▶ **Work order 1**
Do these statements agree with the marijuana rescheduling article below? Answer yes or no for each, quoting the words of the article that decide it.
(a) The order moves medical marijuana from Schedule I to Schedule II.
(b) The Maryland Cannabis Administration said state law is unchanged.
(c) Blanche's order covers recreational cannabis as well as medical marijuana.
▶ **Work order 2**
Print the passage of the marijuana rescheduling article below that starts at "Acting U.S. Attorney" and ends at "saw it coming.".
▶ **Work order 3**
Answer these questions from the marijuana rescheduling article below.
(a) Who signed the order?
(b) Who is the director of the Maryland Cannabis Administration?
(c) How many states, not counting the District of Columbia, have legalized recreational adult-use cannabis?

▶ **Document segment**
● ● ● ● ●
Acting U.S. Attorney General Todd Blanche signed an order Thursday reclassifying medical marijuana from Schedule I to Schedule III under the Controlled Substances Act - a shift that moves it out of the same category as heroin and into the company of ketamine and testosterone. It is arguably the most significant federal change to cannabis policy in half a century. And almost nobody in Maryland saw it coming.
A State Caught Off Guard
The reaction across Maryland was swift and, frankly, uniform: confusion. State regulators, dispensary owners, and budtenders all said the same thing - they don't fully understand the implications yet, and they're waiting for someone who does.
"We are still figuring out some of these answers ourselves as we speak with partners across other states and federally," said Maryland Cannabis Administration Director Tabatha Robinson on Thursday. The agency issued a statement affirming that Maryland law "remains fully operative and unchanged" and that it is reviewing the federal action with legal counsel. In calls to cannabis shops across the state, employees echoed the refrain: business as usual, for now.
Here's the catch. Maryland isn't just a medical marijuana state. It's one of 24 states - plus the District of Columbia - that have also legalized recreational adult-use cannabis. Blanche's order applies only to medical marijuana. That distinction creates a tangled jurisdictional question: how do you separate the medical from the recreational in a state where the same dispensaries, under hybrid licenses, sell both?
● ● ● ● ●
▶ **Supplied records**
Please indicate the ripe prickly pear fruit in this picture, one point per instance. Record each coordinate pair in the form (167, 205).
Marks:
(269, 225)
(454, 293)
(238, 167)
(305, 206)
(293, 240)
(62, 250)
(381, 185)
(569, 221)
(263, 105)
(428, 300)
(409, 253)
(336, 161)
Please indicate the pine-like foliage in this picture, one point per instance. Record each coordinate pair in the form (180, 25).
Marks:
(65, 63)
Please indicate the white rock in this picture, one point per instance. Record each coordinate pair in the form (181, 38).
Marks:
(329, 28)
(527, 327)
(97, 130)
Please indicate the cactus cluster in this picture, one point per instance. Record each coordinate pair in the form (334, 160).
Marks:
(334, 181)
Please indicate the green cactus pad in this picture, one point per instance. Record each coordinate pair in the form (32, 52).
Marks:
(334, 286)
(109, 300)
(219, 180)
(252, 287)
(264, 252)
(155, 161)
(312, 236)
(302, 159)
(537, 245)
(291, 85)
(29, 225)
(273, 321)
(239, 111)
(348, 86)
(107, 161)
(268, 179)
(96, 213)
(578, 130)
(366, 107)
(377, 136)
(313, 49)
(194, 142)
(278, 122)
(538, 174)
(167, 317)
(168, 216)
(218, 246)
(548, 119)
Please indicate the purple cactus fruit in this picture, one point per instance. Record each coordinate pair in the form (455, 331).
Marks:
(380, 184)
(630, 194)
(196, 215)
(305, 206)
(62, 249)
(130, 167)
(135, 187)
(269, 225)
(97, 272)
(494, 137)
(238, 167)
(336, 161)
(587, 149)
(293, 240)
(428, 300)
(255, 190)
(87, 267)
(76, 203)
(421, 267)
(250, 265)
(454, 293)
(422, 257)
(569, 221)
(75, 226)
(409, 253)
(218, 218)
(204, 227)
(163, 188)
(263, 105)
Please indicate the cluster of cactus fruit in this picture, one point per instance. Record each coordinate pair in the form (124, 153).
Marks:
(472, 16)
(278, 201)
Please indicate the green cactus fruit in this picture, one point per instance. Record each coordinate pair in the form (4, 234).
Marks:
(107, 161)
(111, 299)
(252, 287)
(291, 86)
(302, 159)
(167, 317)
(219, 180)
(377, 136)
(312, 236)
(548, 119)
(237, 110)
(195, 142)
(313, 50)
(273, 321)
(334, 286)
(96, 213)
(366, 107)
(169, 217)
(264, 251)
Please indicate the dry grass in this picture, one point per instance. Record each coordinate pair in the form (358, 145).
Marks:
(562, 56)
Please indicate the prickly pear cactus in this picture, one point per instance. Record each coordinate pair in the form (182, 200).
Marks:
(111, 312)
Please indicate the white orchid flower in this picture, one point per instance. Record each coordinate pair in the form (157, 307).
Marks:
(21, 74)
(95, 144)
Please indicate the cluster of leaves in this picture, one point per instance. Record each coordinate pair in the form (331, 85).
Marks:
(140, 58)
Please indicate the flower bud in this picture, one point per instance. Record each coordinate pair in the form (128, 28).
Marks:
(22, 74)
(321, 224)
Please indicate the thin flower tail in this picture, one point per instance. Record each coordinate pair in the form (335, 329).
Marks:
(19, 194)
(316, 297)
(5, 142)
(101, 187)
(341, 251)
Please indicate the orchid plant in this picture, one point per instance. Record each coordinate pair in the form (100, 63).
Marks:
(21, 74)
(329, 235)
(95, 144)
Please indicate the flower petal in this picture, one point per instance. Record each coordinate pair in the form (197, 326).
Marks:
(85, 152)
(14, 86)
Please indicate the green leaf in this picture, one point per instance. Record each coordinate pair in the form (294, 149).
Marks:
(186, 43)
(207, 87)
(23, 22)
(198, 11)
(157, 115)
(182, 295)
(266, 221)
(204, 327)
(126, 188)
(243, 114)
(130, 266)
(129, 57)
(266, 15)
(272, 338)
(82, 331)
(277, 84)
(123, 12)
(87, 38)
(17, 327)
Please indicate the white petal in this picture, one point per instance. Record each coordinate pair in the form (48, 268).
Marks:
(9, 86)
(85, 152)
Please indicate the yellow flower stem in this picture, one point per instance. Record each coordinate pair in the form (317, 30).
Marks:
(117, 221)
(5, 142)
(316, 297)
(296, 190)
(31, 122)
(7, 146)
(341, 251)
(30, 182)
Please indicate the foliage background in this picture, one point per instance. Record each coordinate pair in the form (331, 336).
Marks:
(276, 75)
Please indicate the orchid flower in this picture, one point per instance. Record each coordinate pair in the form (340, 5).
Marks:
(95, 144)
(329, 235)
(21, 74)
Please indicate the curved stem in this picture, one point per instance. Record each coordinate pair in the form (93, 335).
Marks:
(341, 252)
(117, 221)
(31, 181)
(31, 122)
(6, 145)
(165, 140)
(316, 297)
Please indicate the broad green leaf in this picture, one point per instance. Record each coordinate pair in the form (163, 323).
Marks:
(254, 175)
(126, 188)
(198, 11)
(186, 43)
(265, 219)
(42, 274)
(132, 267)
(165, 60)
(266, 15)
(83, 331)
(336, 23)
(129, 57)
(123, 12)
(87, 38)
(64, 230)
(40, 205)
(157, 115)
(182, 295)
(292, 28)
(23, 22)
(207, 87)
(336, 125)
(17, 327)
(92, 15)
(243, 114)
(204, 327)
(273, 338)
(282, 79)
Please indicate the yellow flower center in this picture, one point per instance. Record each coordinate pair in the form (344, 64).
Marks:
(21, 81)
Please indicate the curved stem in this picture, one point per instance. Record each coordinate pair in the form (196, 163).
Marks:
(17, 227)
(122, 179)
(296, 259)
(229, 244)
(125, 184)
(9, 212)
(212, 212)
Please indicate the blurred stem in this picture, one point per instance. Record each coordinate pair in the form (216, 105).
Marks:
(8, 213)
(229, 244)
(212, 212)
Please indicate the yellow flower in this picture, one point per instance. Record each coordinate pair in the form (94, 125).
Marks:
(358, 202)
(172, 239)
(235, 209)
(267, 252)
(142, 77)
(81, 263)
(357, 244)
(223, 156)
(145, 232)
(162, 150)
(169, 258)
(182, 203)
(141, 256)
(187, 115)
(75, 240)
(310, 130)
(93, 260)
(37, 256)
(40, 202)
● ● ● ● ●
▶ **Exercise output 1**
(a) No: "reclassifying medical marijuana from Schedule I to Schedule III"
(b) Yes: "Maryland law "remains fully operative and unchanged""
(c) No: "Blanche's order applies only to medical marijuana."

▶ **Exercise output 2**
Acting U.S. Attorney General Todd Blanche signed an order Thursday reclassifying medical marijuana from Schedule I to Schedule III under the Controlled Substances Act - a shift that moves it out of the same category as heroin and into the company of ketamine and testosterone. It is arguably the most significant federal change to cannabis policy in half a century. And almost nobody in Maryland saw it coming.

▶ **Exercise output 3**
(a) Acting U.S. Attorney General Todd Blanche
(b) Tabatha Robinson
(c) 24